- _TEXT SECTION_:
####

Ollama + LiteLLM

Overview

Skyvern can use local models via Ollama or any OpenAI-compatible endpoint (e.g., LiteLLM). Two paths:

  • (A) Direct Ollama — use the Ollama API (/v1/chat/completions)
  • (B) OpenAI-compatible (LiteLLM) — Skyvern connects to a proxy that exposes an OpenAI-style API

A) Direct Ollama

1) Start Ollama locally

Install Ollama and run a model (example: llama3.1):

$ollama pull llama3.1
>ollama serve

The API is usually at http://localhost:11434.

2) Configure Skyvern (ENV)

Add to your .env:

$# Enable Ollama integration
>ENABLE_OLLAMA=true
>
># Ollama server URL
>OLLAMA_SERVER_URL=http://localhost:11434
>
># Model name in Ollama (check with `ollama list`)
>OLLAMA_MODEL=llama3.1

Note: Ollama may not support max_completion_tokens — Skyvern handles this internally.


B) OpenAI-compatible via LiteLLM

1) Run LiteLLM as a proxy

Minimal example (see LiteLLM docs for more options):

$# Map an Ollama model behind an OpenAI-compatible endpoint
>litellm --model ollama/llama3.1 --host 0.0.0.0 --port 4000

2) Configure Skyvern (ENV)

####

- _TASKS TO CARRY OUT_:
• a. Translate this sentence from the Ollama and LiteLLM setup guide into German: "Skyvern can use local models via Ollama or any OpenAI-compatible endpoint (e.g., LiteLLM)."
• b. Please carry on the Ollama and LiteLLM setup guide from the point where it stops.

####

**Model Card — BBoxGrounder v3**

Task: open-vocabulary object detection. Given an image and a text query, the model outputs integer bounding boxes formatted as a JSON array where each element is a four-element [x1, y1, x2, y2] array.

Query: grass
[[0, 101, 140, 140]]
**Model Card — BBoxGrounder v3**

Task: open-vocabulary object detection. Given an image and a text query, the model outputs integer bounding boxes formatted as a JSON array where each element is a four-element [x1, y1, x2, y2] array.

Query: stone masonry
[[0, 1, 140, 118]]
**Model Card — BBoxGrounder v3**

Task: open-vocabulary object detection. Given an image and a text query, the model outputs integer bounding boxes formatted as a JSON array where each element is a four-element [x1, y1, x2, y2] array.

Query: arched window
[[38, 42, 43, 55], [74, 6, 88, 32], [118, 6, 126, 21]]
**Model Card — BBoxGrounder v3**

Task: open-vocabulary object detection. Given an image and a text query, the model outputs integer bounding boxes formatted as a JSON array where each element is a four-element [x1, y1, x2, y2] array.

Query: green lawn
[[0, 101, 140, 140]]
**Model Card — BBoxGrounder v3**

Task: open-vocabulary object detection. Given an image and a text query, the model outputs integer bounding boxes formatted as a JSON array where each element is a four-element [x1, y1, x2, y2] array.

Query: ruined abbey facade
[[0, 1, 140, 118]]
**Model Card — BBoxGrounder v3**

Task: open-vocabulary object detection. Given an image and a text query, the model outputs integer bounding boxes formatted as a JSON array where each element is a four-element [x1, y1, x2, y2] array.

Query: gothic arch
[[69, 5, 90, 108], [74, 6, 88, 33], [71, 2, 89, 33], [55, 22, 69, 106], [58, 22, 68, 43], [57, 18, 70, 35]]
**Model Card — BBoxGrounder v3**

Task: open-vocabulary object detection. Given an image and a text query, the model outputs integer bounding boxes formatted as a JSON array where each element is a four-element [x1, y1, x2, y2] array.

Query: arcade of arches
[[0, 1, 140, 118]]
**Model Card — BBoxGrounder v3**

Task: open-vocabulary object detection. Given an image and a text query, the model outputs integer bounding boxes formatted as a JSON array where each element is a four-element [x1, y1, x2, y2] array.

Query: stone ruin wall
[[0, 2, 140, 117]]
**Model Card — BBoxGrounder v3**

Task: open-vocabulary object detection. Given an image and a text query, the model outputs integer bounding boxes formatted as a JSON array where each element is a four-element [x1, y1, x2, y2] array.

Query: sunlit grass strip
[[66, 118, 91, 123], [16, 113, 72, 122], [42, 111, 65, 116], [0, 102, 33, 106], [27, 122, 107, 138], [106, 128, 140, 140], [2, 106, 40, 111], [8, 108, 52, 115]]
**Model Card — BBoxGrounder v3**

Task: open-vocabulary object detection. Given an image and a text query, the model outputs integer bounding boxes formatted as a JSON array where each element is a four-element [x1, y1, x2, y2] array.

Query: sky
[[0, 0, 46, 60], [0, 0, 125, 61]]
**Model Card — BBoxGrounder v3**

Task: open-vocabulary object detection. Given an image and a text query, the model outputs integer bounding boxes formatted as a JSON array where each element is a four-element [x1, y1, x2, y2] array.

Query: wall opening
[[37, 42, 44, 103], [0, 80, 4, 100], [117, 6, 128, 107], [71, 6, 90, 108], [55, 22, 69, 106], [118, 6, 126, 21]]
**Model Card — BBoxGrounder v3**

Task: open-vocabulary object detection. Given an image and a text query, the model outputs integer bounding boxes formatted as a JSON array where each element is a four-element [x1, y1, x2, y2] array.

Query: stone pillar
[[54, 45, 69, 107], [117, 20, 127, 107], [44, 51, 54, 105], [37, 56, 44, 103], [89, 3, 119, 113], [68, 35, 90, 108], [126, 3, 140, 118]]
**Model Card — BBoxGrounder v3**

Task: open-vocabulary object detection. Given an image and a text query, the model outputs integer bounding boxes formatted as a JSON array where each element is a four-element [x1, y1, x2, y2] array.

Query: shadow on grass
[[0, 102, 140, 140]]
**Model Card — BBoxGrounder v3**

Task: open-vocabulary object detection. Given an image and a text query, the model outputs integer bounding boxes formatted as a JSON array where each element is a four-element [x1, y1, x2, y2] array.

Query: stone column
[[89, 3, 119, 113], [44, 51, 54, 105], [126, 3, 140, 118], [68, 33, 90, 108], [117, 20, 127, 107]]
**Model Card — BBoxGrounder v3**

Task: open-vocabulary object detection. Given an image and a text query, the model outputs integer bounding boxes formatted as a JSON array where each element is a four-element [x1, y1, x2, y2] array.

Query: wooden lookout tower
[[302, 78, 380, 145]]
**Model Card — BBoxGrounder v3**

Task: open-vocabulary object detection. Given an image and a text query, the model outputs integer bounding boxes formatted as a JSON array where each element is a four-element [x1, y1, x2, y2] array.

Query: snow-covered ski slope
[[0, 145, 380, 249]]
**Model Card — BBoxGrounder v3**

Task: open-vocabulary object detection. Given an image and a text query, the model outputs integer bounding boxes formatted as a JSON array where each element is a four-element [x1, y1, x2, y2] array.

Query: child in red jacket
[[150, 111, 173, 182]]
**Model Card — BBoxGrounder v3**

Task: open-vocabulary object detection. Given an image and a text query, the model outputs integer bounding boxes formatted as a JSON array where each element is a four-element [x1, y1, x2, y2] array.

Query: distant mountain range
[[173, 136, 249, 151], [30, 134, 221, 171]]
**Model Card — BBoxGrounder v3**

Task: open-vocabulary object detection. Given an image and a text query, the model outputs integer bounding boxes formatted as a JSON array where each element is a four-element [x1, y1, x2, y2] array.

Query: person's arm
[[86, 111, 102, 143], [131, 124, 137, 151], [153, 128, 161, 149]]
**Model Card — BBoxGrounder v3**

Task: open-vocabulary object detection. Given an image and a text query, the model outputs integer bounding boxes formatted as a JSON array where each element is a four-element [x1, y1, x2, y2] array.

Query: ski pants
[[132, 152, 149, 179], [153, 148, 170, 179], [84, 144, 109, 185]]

####

- _ANSWERS FOR THE EXERCISE_:
• a. Skyvern kann lokale Modelle über Ollama oder einen beliebigen OpenAI-kompatiblen Endpunkt (z. B. LiteLLM) verwenden.

• b.
Add to your .env:

$# Enable OpenAI-compatible provider
>ENABLE_OPENAI_COMPATIBLE=true
>
># The "model" exposed by the proxy (any identifier your proxy accepts)
>OPENAI_COMPATIBLE_MODEL_NAME=llama3.1
>
># API key required by the proxy (use any placeholder if proxy doesn't enforce)
>OPENAI_COMPATIBLE_API_KEY=sk-test
>
># Base URL for the LiteLLM proxy (OpenAI-compatible)
>OPENAI_COMPATIBLE_API_BASE=http://localhost:4000/v1
>
># (optional)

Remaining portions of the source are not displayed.